## Exercise prompt
Retype the rows below word for word, from the line containing "target | brown mottled stem" through the end of the rows.
* START Given records *
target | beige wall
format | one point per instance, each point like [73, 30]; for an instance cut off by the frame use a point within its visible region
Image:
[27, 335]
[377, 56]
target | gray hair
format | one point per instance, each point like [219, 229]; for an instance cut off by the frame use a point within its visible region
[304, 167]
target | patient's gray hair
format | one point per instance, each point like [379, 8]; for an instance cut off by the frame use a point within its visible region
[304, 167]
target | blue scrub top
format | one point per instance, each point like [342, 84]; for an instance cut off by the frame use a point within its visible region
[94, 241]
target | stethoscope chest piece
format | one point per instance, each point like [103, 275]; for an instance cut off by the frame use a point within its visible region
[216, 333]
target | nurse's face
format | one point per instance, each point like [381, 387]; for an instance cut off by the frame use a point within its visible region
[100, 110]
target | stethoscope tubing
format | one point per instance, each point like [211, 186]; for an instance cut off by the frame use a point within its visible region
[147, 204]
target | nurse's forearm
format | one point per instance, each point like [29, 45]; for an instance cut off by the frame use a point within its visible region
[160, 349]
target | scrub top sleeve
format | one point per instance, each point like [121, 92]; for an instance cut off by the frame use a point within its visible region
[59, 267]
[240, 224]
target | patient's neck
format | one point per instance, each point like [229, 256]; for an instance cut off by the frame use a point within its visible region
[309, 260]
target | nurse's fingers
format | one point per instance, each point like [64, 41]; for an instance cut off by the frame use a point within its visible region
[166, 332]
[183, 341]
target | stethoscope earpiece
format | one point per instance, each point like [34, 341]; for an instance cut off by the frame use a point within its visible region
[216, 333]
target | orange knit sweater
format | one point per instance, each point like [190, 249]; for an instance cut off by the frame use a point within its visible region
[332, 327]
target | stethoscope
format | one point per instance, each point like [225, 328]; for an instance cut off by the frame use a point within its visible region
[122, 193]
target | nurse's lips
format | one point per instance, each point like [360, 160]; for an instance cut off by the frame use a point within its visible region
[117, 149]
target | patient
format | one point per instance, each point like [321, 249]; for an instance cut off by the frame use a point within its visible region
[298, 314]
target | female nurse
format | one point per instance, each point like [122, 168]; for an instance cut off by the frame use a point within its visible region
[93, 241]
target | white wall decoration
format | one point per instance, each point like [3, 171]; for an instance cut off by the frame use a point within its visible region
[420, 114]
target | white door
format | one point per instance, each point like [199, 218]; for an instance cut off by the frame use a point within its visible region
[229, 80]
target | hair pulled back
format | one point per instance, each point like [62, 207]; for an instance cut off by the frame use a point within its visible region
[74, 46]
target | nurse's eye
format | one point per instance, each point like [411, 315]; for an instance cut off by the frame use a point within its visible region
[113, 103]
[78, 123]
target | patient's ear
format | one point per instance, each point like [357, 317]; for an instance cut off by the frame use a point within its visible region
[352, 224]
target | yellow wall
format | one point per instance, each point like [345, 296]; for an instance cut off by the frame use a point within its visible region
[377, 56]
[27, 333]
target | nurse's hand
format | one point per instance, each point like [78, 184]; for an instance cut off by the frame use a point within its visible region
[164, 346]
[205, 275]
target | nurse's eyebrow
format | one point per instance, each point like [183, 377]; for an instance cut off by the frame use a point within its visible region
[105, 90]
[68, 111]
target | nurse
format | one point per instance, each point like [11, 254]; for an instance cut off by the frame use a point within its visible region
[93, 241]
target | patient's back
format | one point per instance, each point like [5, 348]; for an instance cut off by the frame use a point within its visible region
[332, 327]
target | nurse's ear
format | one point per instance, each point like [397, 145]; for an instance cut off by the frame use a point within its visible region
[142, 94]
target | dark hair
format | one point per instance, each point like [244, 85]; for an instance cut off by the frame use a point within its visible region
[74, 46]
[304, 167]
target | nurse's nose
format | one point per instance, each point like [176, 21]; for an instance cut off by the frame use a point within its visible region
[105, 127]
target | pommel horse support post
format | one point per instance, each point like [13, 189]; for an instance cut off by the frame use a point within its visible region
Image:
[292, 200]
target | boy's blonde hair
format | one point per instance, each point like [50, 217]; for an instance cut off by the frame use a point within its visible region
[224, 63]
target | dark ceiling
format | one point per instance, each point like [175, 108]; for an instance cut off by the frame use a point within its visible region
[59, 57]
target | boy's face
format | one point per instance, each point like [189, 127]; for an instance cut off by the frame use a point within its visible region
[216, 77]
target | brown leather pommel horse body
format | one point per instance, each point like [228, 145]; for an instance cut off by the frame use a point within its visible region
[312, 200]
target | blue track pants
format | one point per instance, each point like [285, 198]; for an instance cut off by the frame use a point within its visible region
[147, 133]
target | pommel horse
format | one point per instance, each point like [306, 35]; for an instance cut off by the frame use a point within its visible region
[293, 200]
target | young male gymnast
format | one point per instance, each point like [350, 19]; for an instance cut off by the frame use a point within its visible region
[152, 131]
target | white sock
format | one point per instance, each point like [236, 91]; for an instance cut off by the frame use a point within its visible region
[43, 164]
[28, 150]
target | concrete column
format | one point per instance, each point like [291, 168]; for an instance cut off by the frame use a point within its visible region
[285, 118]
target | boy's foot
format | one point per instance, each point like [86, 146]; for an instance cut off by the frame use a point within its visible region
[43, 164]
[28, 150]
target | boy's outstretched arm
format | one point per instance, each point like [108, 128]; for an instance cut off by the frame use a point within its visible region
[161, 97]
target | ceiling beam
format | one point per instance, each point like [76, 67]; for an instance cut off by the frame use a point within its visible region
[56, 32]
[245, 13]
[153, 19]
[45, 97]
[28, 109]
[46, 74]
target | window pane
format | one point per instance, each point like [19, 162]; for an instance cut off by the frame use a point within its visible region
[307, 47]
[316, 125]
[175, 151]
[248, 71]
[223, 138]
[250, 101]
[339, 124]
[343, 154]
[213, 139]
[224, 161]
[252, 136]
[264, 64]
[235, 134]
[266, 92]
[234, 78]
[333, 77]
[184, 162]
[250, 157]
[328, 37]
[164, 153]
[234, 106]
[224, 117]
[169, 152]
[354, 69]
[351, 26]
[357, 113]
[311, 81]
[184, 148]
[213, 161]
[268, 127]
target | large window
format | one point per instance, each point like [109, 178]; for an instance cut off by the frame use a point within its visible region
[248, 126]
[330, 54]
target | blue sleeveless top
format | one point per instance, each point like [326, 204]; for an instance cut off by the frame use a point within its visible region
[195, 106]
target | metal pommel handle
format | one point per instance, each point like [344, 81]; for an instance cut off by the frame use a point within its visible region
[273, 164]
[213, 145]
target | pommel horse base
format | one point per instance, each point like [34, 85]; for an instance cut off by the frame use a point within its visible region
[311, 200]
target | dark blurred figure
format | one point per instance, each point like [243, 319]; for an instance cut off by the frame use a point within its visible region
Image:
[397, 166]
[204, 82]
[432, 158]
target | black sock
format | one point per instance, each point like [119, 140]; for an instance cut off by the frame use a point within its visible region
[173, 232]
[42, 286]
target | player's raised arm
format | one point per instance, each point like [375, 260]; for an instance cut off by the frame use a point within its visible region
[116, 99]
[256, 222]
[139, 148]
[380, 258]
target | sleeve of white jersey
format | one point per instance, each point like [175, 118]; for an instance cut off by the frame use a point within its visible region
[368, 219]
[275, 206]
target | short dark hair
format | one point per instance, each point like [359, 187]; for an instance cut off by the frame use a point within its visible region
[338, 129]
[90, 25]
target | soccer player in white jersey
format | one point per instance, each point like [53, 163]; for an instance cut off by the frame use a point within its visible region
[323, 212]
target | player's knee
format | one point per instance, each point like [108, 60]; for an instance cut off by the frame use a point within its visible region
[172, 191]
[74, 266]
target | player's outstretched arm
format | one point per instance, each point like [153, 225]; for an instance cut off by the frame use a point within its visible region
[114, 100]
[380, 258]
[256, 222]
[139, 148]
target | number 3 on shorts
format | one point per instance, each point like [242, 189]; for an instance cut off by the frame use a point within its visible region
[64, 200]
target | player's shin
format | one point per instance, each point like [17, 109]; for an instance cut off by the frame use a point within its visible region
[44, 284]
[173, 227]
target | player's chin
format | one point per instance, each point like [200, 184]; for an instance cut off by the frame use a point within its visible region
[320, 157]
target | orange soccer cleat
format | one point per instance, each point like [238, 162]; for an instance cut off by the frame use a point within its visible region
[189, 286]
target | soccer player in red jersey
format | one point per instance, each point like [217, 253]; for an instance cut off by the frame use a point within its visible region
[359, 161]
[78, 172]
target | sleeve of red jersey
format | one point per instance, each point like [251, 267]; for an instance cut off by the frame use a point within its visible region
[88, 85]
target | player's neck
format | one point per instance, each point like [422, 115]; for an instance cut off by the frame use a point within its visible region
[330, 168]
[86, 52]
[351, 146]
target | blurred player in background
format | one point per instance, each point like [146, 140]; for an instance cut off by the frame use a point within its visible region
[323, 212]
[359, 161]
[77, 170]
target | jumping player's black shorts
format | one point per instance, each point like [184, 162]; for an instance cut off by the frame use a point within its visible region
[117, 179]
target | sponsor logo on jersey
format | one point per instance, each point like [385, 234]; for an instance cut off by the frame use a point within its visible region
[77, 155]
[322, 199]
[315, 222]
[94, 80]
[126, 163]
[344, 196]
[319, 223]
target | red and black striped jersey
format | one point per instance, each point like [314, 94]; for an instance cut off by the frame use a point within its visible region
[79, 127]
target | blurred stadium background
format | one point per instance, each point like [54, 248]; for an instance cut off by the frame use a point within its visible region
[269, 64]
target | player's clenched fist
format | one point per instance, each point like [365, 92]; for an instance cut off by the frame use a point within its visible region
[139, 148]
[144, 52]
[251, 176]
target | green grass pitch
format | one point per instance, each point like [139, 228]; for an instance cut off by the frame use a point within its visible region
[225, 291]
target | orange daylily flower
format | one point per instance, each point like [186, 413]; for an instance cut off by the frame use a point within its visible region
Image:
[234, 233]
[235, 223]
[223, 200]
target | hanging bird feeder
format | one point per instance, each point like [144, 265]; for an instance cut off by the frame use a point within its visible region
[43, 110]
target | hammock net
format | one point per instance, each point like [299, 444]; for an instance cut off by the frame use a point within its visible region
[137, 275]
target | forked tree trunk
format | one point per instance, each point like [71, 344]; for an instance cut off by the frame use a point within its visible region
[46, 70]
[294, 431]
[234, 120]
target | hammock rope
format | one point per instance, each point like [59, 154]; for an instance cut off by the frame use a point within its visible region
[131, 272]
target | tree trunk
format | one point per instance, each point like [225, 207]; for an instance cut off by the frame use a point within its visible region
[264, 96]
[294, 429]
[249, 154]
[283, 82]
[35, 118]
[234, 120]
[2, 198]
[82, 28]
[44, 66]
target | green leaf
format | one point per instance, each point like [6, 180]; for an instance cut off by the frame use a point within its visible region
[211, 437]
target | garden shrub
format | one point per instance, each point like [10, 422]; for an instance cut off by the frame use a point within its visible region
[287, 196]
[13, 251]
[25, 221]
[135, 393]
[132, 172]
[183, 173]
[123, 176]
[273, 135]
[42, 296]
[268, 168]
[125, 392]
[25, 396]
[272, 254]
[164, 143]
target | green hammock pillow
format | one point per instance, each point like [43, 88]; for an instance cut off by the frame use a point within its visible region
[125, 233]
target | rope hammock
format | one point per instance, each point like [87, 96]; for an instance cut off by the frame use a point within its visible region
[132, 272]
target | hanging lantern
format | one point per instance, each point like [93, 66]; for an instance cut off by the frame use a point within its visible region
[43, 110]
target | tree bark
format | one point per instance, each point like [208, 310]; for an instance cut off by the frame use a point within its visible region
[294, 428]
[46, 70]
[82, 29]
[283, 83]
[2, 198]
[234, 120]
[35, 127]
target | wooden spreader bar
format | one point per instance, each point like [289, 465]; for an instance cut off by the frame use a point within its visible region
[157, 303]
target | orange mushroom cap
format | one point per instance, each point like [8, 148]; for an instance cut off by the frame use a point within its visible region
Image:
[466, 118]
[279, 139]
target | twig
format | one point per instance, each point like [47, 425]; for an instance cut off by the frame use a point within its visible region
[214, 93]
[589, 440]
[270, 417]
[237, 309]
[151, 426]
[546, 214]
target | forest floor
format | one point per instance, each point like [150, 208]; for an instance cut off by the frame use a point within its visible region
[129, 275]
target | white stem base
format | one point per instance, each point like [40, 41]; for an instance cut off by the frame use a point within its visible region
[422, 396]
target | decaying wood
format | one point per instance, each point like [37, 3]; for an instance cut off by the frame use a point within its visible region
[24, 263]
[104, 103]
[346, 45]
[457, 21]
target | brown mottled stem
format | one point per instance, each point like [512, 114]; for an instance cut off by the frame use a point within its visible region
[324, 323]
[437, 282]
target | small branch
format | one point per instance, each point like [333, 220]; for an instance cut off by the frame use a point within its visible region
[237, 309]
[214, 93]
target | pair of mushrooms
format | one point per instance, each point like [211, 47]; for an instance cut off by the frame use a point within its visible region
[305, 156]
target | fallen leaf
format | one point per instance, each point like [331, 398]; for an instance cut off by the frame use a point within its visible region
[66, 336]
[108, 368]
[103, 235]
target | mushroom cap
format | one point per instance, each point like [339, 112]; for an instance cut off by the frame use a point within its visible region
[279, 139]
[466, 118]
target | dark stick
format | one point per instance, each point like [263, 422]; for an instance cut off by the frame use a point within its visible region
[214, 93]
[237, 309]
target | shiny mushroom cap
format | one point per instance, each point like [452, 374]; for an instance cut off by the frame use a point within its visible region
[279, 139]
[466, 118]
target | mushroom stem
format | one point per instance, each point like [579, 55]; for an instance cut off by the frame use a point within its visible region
* END Given records *
## Written response
target | brown mottled stem
format | one point per instance, each point like [512, 114]; for an instance cut off by the frame use a point within its visible region
[324, 323]
[437, 282]
target | small branch
format | one point per instance, each point like [333, 220]; for an instance cut off by the frame use a point within its visible region
[237, 309]
[214, 93]
target | pair of mushrooms
format | one point per instance, each point like [211, 47]; for an instance cut off by the frame use a point within its visible region
[305, 156]
target | fallen leaf
format | one point per instance, each point like [331, 398]; for an instance cut off by the frame use a point within its visible region
[66, 336]
[108, 368]
[103, 235]
target | mushroom cap
format | one point per instance, each point like [339, 112]; for an instance cut off by the frame use a point within its visible region
[279, 139]
[466, 118]
target | dark stick
format | one point per instance, each point like [263, 422]; for an instance cut off by the frame use a point within its visible region
[214, 93]
[237, 309]
target | shiny mushroom cap
format | one point per instance, each point like [452, 374]; for an instance cut off by the frame use a point within its visible region
[279, 139]
[466, 118]
target | mushroom stem
format | one point per instance, each point like [579, 55]; for an instance cut off by the frame use a point within its visible region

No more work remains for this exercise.